* _EXERCISE 1_:
Rewrite the records from the line containing "Could you please point to the washing machine drum" through the line containing "(583, 1094)", keeping every request line unchanged and shifting each coordinate in the answers up by 123.

* _TEXT SECTION_:
__________
The only test that truly validates a backup is the restore. Nobody disputes that in theory. In practice, restores in many companies only happen when there’s a real fire — and that’s when the surprises arrive: the backup is there but unreadable. The tape library has thrown errors for three months that nobody prioritised. The M365 restore works in theory, but the OAuth tokens have expired.
For years we have recommended a simple format to our clients: the Backup Test Day. Monthly, ideally on a fixed date (e.g., second Wednesday). 30 minutes per restore scenario, four rotating scenarios — one quarter covered in four months. Documented, with checklist, with named responsibles.
This article shows how we set up the Backup Test Day in client projects — including the question of what must be documented and why.
Why 30 Minutes
The most common excuse against restore testing: “We don’t have time.” True — but 30 minutes per month every IT lead has. The trick: you don’t test a complete disaster-recovery run, you test a single scenario in its natural time frame.
A PBS restore of a small test VM actually takes 5–15 minutes — with documentation, verify, and cleanup you end up at 30 minutes. A TrueNAS snapshot restore of a single dataset or single file takes minutes. Four scenarios x 30 minutes = two hours per quarter — and after one year you have 48 documented restore tests, which any insurance and NIS2 auditor accepts.
__________
* _EXERCISE 2_:
For each statement, say yes or no according to the Backup Test Day text and quote the words that decide it: (a) The Backup Test Day is meant to take place monthly. (b) A PBS restore of a small test VM takes about an hour. (c) Each restore scenario is allotted 30 minutes.

Dataset excerpts on object pointing:
__________
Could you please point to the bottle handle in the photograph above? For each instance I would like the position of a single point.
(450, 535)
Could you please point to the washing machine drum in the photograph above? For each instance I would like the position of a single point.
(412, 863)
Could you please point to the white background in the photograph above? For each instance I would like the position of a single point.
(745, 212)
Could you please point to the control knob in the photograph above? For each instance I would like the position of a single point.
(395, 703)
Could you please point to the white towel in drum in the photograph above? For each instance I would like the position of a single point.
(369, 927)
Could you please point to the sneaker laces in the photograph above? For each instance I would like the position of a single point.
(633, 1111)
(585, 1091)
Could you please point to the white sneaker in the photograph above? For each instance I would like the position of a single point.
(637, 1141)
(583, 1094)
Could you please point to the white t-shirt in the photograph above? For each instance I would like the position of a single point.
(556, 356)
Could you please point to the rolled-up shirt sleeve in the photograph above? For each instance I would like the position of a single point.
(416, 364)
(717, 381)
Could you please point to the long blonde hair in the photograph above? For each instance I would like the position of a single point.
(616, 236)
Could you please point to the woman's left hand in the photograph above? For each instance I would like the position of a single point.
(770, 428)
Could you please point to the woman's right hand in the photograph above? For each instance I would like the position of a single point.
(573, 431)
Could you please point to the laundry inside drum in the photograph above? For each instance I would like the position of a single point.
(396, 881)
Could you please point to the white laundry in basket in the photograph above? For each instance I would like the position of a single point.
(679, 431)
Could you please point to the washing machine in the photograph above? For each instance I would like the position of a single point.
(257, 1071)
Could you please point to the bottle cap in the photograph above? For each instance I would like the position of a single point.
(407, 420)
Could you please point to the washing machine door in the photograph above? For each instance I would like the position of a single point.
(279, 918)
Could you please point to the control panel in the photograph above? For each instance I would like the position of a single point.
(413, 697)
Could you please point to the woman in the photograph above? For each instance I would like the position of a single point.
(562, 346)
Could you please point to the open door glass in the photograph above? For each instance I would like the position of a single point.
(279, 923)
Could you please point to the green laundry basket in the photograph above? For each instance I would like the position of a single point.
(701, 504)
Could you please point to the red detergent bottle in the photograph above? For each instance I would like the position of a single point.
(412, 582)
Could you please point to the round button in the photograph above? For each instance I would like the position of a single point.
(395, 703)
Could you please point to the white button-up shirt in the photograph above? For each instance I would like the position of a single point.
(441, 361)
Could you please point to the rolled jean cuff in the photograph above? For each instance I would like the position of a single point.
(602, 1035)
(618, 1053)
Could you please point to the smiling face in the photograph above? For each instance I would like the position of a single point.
__________
* _FULL RESPONSE 1_:
Could you please point to the washing machine drum in the photograph above? For each instance I would like the position of a single point.
(535, 986)
Could you please point to the white background in the photograph above? For each instance I would like the position of a single point.
(868, 335)
Could you please point to the control knob in the photograph above? For each instance I would like the position of a single point.
(518, 826)
Could you please point to the white towel in drum in the photograph above? For each instance I would like the position of a single point.
(492, 1050)
Could you please point to the sneaker laces in the photograph above? For each instance I would like the position of a single point.
(756, 1234)
(708, 1214)
Could you please point to the white sneaker in the photograph above? For each instance I would like the position of a single point.
(760, 1264)
(706, 1217)

* _FULL RESPONSE 2_:
(a) Yes: "Monthly, ideally on a fixed date (e.g., second Wednesday)."
(b) No: "A PBS restore of a small test VM actually takes 5–15 minutes"
(c) Yes: "30 minutes per restore scenario"